> [SOURCE EXCERPT]:
□ □ □ □

1

I'm trying to do survival analysis using decision trees in rpart, similar to here: Using a survival tree from the 'rpart' package in R to predict new observations . To compare the decision tree survival model to other models, such as Cox regression, I'd like to use cross-validation to get Dxy and compare the c-index. When I try to use validate.rpart with an rpart fit that includes a Surv object I get an error. Borrowing the example from the previous question:

library(rms)

# Make Data:
set.seed(4)
dat = data.frame(X1 = sample(x = c(1,2,3,4,5), size = 100, replace=T))
dat$t = rexp(100, rate=dat$X1)
dat$t = dat$t / max(dat$t)
dat$e = rbinom(n = 100, size = 1, prob = 1-dat$t )

# Survival Fit:
sfit = survfit(Surv(t, event = e) ~ 1, data=dat)
plot(sfit)

# Tree Fit:
require(rpart)
tfit = rpart(formula = Surv(t, event = e) ~ X1 , data = dat, model=TRUE, control=rpart.control(minsplit=30, cp=0.01))
plot(tfit); text(tfit)
validate(tfit)

The error:

Error in unclass(x)[i, , drop = FALSE] : 
(subscript) logical subscript too long

Any idea for a workaround for this problem? Is there any other way to get the c-index from an rpart survival model?

Community
  • 1
  • 1
Rohan Adur
  • 11
  • 2

1 Answers1

2

The R rms package validate.rpart function does not implement survival models (which are in effect simple exponential distribution models) at present. I have improved the code to do this, and this functionality will be in the next release of the rms package to CRAN in a few weeks. New source code can be obtained at https://github.com/harrelfe/rms by tomorrow but that won't help very much because validate.rpart is a method.

□ □ □ □

> [PROBLEMS]:
1. In the answer to the rpart thread, when will the new validate.rpart functionality reach CRAN?
2. Write out the rpart thread from "dat$t = rexp(100, rate=dat$X1)" down to "model=TRUE, control=rpart.control(minsplit=30, cp=0.01))", swapping "minsplit" for "minbucket".
The data after the rpart thread is separate material.

[Recorded data]
□ □ □ □

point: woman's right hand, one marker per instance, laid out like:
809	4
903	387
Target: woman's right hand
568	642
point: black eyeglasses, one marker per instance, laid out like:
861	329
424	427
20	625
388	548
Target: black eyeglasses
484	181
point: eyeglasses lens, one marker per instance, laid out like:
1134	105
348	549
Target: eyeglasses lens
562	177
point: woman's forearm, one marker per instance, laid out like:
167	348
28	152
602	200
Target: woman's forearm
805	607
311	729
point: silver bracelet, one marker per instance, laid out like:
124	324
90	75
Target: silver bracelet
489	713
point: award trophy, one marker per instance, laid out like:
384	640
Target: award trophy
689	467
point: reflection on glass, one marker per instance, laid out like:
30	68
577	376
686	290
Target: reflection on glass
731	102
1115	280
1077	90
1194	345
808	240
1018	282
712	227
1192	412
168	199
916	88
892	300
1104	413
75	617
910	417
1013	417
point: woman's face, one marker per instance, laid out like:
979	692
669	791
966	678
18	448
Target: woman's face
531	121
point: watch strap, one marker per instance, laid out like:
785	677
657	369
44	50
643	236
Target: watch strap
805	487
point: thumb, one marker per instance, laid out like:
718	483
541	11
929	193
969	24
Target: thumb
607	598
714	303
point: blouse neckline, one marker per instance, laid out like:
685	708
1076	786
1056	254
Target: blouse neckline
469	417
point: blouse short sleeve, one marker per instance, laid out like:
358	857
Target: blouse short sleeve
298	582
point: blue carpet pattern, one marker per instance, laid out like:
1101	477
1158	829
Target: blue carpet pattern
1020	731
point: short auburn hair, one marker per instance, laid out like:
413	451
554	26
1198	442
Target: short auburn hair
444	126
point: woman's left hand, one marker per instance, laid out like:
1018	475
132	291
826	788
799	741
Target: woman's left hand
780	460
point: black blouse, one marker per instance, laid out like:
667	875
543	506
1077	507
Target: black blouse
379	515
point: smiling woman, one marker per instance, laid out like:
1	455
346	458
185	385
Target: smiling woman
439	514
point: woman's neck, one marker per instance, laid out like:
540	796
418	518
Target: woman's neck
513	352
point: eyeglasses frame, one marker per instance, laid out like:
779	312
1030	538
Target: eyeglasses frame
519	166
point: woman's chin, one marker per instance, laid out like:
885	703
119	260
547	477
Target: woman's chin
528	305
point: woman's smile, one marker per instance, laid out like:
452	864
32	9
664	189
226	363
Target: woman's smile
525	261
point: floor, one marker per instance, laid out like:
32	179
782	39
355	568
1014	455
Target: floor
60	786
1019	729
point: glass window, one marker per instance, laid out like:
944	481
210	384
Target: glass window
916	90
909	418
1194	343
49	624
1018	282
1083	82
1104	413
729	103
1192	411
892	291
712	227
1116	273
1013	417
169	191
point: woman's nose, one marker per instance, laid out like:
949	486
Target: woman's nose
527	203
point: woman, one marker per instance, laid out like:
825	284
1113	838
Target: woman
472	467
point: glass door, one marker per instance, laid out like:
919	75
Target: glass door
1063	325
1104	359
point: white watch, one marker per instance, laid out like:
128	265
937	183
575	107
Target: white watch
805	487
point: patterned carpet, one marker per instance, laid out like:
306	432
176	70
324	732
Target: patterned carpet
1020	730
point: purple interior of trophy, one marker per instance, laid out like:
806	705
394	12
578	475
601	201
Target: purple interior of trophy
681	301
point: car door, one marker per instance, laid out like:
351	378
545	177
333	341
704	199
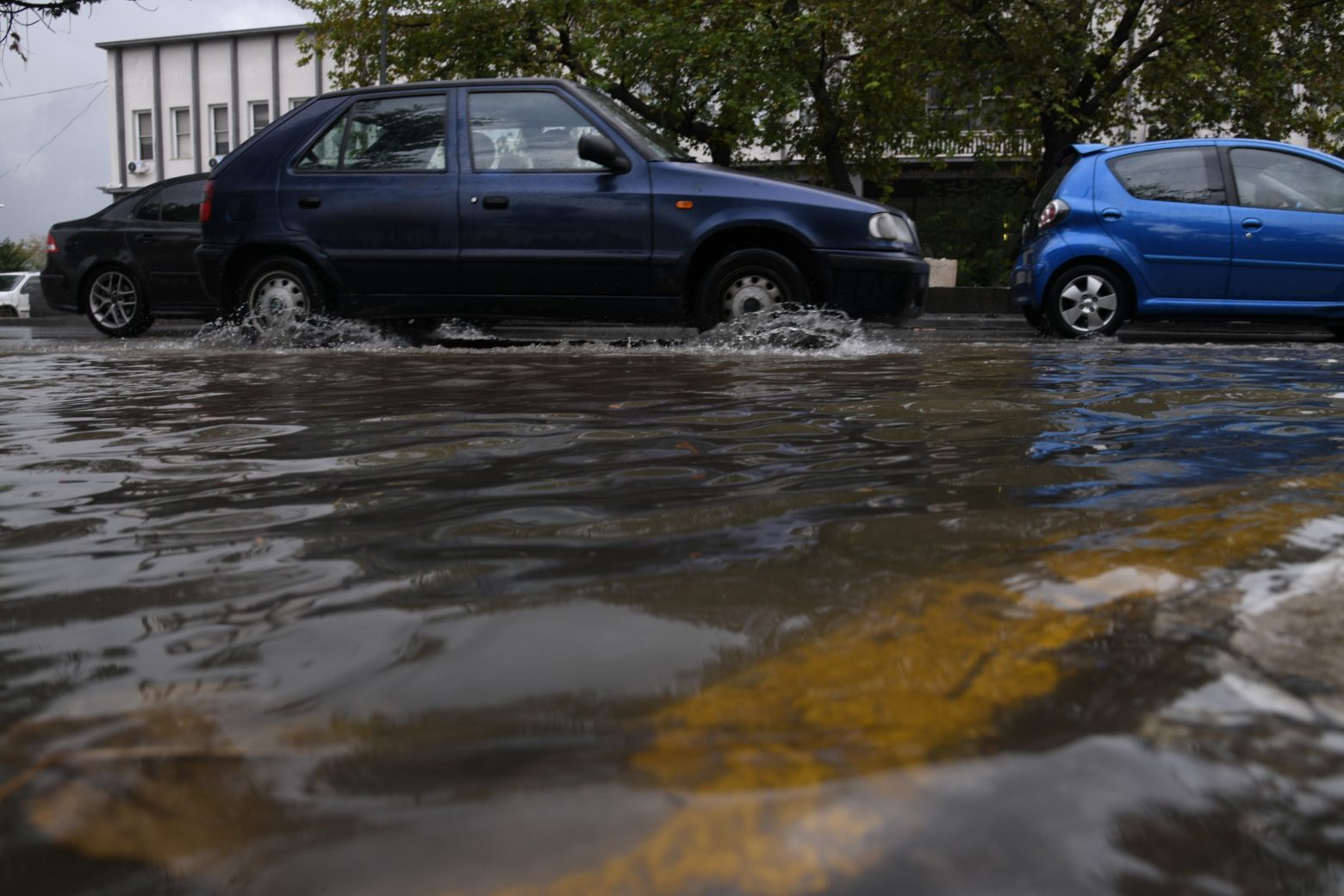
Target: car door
1289	222
161	234
537	219
376	194
1167	211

□ □ □ □

> [WORKED SOLUTIONS]:
1. It will be in the next release of the rms package to CRAN, in a few weeks.

2.
dat$t = rexp(100, rate=dat$X1)
dat$t = dat$t / max(dat$t)
dat$e = rbinom(n = 100, size = 1, prob = 1-dat$t )

# Survival Fit:
sfit = survfit(Surv(t, event = e) ~ 1, data=dat)
plot(sfit)

# Tree Fit:
require(rpart)
tfit = rpart(formula = Surv(t, event = e) ~ X1 , data = dat, model=TRUE, control=rpart.control(minbucket=30, cp=0.01))